* **Request 1**
List every video game or game series that the Saints Row column names.

═════ Excerpt to read

In this column, Richard Cobbett talked about the world of story and writing in games.
No series has ever made me pull a sharper 180 than Volition's Saints Row. I hated, hated, hated the first one over on Xbox, as much for its shameless ripping off of Grand Theft Auto as any of its actual crimes. It took a long time before I risked a few quid on the infamously buggy PC sequel, and at least a few months between firing up the first time and actually sinking in enough time to see the great game within. Fast-forward a few years, and Saints Row IV was a strong contender for my favourite game of 2013, in all its insane, chaotic glory. After that came Gat Out of Hell, and why not? It's as sensible an idea as anything else the Saints have done.
It's not however the violence and superpowers that really attracts me to the series, as fun as bombing around to 80s hits absolutely is. It's the evolution of its tone, and in particular the way that it broke away from most of its peers by eschewing cynicism in favour of finding a heart. In Saints Row 2, the main character - the Boss - is a straight-up monster, happily doing things like crippling a musician's hand just to make a point and making another gang leader kill his girlfriend by sticking her into the boot of a car he's about to crush with a monster truck. The word is 'Damn', especially in a relatively light game full of goofy diversions and cartoon villains.

══════════
═════ Data to process

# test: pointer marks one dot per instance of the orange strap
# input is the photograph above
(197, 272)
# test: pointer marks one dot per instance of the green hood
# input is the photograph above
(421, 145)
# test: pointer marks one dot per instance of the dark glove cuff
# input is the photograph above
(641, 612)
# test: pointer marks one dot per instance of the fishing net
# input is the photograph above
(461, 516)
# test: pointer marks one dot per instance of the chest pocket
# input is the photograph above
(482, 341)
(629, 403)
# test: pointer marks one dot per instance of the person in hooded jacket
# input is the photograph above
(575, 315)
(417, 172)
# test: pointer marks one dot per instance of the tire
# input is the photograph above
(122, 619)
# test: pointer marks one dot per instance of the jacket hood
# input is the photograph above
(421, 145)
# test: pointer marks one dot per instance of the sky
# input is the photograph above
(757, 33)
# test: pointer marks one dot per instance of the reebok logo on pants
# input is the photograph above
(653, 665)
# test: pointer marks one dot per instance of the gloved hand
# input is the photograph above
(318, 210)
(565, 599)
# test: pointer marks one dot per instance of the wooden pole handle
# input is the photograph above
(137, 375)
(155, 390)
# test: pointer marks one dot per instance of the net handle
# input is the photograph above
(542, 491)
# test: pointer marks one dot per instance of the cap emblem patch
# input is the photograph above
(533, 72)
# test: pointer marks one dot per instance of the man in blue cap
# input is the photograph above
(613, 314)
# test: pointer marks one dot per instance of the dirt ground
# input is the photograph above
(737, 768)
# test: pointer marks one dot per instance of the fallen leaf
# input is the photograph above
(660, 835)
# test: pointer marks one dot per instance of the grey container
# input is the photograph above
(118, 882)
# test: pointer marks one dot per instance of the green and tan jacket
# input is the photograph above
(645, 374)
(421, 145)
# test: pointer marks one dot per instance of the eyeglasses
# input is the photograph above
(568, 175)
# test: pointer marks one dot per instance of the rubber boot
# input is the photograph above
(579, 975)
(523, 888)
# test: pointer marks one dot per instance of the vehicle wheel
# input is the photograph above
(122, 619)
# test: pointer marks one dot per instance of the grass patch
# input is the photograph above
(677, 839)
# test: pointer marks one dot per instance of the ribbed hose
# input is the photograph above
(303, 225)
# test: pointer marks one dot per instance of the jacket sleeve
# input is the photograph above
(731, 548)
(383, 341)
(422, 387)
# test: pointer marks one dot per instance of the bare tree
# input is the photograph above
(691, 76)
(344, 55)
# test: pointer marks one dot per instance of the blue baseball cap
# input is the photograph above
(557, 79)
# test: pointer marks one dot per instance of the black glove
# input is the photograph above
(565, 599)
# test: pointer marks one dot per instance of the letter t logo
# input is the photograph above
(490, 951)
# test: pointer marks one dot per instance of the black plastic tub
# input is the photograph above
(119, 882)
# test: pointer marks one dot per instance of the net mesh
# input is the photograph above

══════════

* **Request 2**
How many lines of the entries contain the word "black"? Give only the number.

* **Written solution 1**
Saints Row, Grand Theft Auto, Saints Row IV, Gat Out of Hell, Saints Row 2

* **Written solution 2**
2